__Exercise__:
Present every line of the items below as a numbered list, omitting any blank lines.

__Detection examples__:
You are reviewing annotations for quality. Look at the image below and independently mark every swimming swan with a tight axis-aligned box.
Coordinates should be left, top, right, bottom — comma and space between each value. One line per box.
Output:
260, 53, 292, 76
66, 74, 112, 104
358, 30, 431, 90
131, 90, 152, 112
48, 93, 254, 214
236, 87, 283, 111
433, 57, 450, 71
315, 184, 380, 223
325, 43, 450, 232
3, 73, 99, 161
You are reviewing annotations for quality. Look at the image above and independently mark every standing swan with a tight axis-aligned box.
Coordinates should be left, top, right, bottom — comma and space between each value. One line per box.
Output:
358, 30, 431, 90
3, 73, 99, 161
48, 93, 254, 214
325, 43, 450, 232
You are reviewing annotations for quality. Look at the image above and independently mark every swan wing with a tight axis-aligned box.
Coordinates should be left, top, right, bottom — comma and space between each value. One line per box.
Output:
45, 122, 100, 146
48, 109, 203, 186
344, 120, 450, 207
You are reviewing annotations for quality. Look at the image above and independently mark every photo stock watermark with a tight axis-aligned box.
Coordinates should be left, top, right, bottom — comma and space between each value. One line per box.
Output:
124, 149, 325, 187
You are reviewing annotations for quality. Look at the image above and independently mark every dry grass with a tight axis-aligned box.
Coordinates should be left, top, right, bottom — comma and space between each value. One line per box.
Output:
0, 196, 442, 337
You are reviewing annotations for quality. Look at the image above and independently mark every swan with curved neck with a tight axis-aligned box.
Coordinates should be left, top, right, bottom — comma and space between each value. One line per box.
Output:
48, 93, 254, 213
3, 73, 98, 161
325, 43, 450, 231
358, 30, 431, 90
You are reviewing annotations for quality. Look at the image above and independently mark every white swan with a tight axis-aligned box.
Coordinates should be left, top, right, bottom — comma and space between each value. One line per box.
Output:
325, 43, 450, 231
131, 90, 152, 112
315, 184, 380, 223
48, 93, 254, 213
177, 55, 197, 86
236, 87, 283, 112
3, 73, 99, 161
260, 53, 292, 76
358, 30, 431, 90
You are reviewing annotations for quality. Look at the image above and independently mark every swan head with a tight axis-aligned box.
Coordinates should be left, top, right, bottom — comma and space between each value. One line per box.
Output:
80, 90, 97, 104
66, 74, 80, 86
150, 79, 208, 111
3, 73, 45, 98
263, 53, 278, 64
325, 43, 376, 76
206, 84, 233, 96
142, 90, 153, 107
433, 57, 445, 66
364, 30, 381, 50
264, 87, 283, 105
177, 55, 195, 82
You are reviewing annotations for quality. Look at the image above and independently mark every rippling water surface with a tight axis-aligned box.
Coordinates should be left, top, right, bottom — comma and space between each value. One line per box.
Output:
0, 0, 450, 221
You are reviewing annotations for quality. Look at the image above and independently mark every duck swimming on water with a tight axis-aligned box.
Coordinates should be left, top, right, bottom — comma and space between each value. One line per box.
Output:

__Reply to the task__:
1. You are reviewing annotations for quality. Look at the image below and independently mark every swimming swan with a tight axis-aligned box.
2. Coordinates should be left, top, right, bottom — comma and space between each value. One line per box.
3. Output:
4. 260, 53, 292, 76
5. 66, 74, 112, 104
6. 358, 30, 431, 90
7. 131, 90, 152, 112
8. 48, 93, 254, 214
9. 236, 87, 283, 111
10. 433, 57, 450, 71
11. 315, 184, 380, 223
12. 325, 43, 450, 232
13. 3, 73, 99, 161
14. You are reviewing annotations for quality. Look at the image above and independently mark every standing swan with a tight axis-aligned box.
15. Coordinates should be left, top, right, bottom — comma and space between each value. One line per box.
16. Output:
17. 358, 30, 431, 90
18. 3, 73, 99, 161
19. 48, 93, 254, 214
20. 325, 43, 450, 232
21. You are reviewing annotations for quality. Look at the image above and independently mark every swan wing with a tight axis-aligned box.
22. Coordinates should be left, top, right, bottom — comma and space between each value. One line per box.
23. Output:
24. 45, 122, 100, 146
25. 48, 109, 203, 186
26. 344, 120, 450, 207
27. You are reviewing annotations for quality. Look at the image above and independently mark every photo stock watermark with a tight axis-aligned box.
28. Coordinates should be left, top, right, bottom — comma and space between each value. One line per box.
29. Output:
30. 124, 149, 325, 187
31. You are reviewing annotations for quality. Look at the image above and independently mark every dry grass with a tight axis-aligned box.
32. Coordinates should be left, top, right, bottom — comma and space between each value. One line per box.
33. Output:
34. 0, 196, 442, 337
35. You are reviewing annotations for quality. Look at the image above and independently mark every swan with curved neck with a tight axis-aligned box.
36. Coordinates should be left, top, right, bottom — comma and space between each value. One line per box.
37. Output:
38. 48, 93, 254, 213
39. 3, 73, 98, 161
40. 325, 43, 450, 231
41. 358, 30, 431, 90
42. You are reviewing annotations for quality. Look at the image above and independently mark every white swan with a tight axis-aligned box.
43. Coordinates should be left, top, right, bottom — comma and space between each value. One line per box.
44. Output:
45. 325, 43, 450, 231
46. 131, 90, 152, 112
47. 315, 184, 380, 223
48. 48, 93, 254, 213
49. 177, 55, 197, 86
50. 236, 87, 283, 112
51. 3, 73, 99, 161
52. 260, 53, 292, 76
53. 358, 30, 431, 90
54. You are reviewing annotations for quality. Look at the image above and independently mark every swan head with a tight axis-aligned box.
55. Coordinates should be left, top, right, bottom — comma and space between each value. One line per box.
56. Output:
57. 80, 90, 97, 104
58. 66, 74, 80, 86
59. 150, 79, 208, 111
60. 3, 73, 45, 98
61. 263, 53, 278, 64
62. 325, 43, 376, 76
63. 206, 84, 233, 96
64. 142, 90, 153, 107
65. 433, 57, 445, 66
66. 364, 30, 381, 50
67. 264, 87, 283, 105
68. 177, 55, 195, 82
69. You are reviewing annotations for quality. Look at the image above and independently mark every rippling water surface with a tight axis-aligned box.
70. Coordinates should be left, top, right, bottom — comma and space between each value. One line per box.
71. Output:
72. 0, 0, 450, 221
73. You are reviewing annotations for quality. Look at the image above and independently mark every duck swimming on water with a tight axis-aligned box.
74. Coordinates should be left, top, right, bottom — comma and space between each value. One line per box.
75. Output:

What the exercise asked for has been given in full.